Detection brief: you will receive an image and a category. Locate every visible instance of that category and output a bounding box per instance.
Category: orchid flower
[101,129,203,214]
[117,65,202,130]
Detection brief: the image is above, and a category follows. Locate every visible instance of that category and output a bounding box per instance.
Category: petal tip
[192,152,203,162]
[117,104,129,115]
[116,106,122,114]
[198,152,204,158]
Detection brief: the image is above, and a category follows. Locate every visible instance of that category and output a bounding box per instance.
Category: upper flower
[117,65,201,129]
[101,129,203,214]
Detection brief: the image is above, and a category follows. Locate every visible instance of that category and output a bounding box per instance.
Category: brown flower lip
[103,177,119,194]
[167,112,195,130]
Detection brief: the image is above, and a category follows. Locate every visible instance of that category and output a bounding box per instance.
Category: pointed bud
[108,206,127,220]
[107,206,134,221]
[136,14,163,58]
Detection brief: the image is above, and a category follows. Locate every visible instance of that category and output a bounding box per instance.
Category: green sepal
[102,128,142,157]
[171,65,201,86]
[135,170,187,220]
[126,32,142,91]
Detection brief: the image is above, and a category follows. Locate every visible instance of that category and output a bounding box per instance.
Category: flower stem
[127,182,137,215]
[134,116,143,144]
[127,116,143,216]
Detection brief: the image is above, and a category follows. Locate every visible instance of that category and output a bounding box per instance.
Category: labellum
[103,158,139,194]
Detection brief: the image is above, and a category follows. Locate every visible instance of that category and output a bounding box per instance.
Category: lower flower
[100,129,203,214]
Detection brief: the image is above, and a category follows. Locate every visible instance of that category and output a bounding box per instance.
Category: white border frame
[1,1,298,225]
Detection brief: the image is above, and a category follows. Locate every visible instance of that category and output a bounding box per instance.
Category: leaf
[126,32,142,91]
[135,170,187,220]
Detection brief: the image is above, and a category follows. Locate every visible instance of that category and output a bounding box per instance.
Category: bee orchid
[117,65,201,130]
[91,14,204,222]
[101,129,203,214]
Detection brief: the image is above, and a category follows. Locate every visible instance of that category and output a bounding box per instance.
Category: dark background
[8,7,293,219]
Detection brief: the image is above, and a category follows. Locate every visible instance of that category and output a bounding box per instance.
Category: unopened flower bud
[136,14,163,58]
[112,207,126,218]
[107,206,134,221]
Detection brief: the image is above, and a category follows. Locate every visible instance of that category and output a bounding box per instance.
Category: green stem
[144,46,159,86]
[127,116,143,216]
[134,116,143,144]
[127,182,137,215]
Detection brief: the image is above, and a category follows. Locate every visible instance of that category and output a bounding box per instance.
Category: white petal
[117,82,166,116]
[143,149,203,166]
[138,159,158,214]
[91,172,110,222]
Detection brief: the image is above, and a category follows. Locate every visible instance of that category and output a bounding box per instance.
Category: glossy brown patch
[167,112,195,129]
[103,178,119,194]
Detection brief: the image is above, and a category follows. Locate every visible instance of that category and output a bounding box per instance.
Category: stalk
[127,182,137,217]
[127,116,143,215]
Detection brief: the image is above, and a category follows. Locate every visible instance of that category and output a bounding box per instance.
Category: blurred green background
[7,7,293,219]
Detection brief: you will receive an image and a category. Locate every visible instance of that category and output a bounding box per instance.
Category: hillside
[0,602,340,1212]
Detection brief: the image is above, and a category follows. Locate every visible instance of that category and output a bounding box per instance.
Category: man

To do> All of the data above should be set down again exactly.

Your solution>
Detection brief: you will receive an image and a category. Locate every visible instance of that category and output a bounding box per instance.
Category: orchid flower
[101,129,203,214]
[117,65,202,130]
Detection brief: the image is above, and a category follows. Locate every visible instance of that category and output a bounding box per instance.
Category: petal tip
[192,152,203,162]
[117,104,129,115]
[116,106,122,114]
[198,152,204,158]
Detection brief: the image is above, and a category follows. Locate every visible instance of that category and output a bounding box per instance.
Category: upper flower
[117,65,201,129]
[101,129,203,214]
Detection brief: the image is above, and a category follows. Locate every visible instance of that category and output a bounding box per instance.
Category: brown flower lip
[103,177,119,194]
[167,112,195,130]
Detection brief: the image is above, and a category follows. Locate every visible instance of that category and output a bounding box per instance.
Category: pointed bud
[108,206,127,220]
[107,206,134,221]
[136,14,163,58]
Detection brief: the image is above, and a category follows. Locate every visible instance of that category and output a bounding box per instance.
Category: green sepal
[102,128,142,157]
[171,65,201,86]
[135,170,187,220]
[126,32,142,91]
Detection brief: the image is above, and a category follows. Locate every visible instance of that category and output a bounding box per instance.
Category: flower stem
[127,182,137,215]
[134,116,143,144]
[127,116,143,216]
Detection brief: the image is above, and a category follows. Locate every visible instance of that category and output a bounding box per instance.
Category: labellum
[103,158,139,194]
Detection brief: the image is above, and a category follows. Locate every visible instance of that category and output a bounding box per instance.
Category: lower flower
[100,129,203,214]
Detection brief: the image is above, and a category follows. Locate every visible instance of that category and output a bounding box per instance.
Category: white border frame
[1,1,298,225]
Detection brief: the image is above, and a category follows. Locate every visible instance of that category and output a bounding box per instance.
Category: leaf
[126,32,142,91]
[135,170,187,220]
Detection brief: the image is above, and a category follows. Locate every visible instance of that category and output a bounding box per instance.
Category: bee orchid
[117,65,201,130]
[91,14,204,222]
[101,129,203,214]
Detection brief: the image is above, and a category follows. Locate every visible instance of that category and output a bounding box per instance.
Category: dark background
[8,7,293,219]
Detection brief: the image is above, and a category follows. Locate every visible instance of that category and output a bounding box per instance.
Category: unopened flower bud
[136,14,163,58]
[112,207,126,218]
[107,206,134,221]
Detection brief: the image is above, and a category follows. Locate every visible instance of that category and output a bounding box per instance.
Category: green stem
[144,46,159,86]
[127,116,143,216]
[134,116,143,144]
[127,182,137,215]
Detection brief: the image is above, and a category follows. Locate every visible instance of that category and output a bounding box per instance.
Category: white petal
[117,82,166,116]
[143,149,203,166]
[138,159,158,214]
[91,172,110,222]
Detection brief: the image is above, and a category follows. Locate every visible instance of that category and output a bounding box per instance.
Category: glossy brown patch
[167,112,195,129]
[103,178,119,194]
Detection brief: the image is above, and a category follows. Locate every visible instance of that category and output a bounding box per instance.
Category: stalk
[127,182,137,217]
[127,116,143,215]
Detection brief: the image is above, and a category follows. Locate every visible instance of that category and output a bounding box per instance.
Category: blurred green background
[7,7,293,219]
Detection brief: you will receive an image and a category. Locate every visible instance of that category and output a bounding box per instance.
Category: hillside
[0,602,340,1212]
Detection brief: the image is above, and a category follows. Locate every visible instance of that category and output a bounding box per instance.
Category: man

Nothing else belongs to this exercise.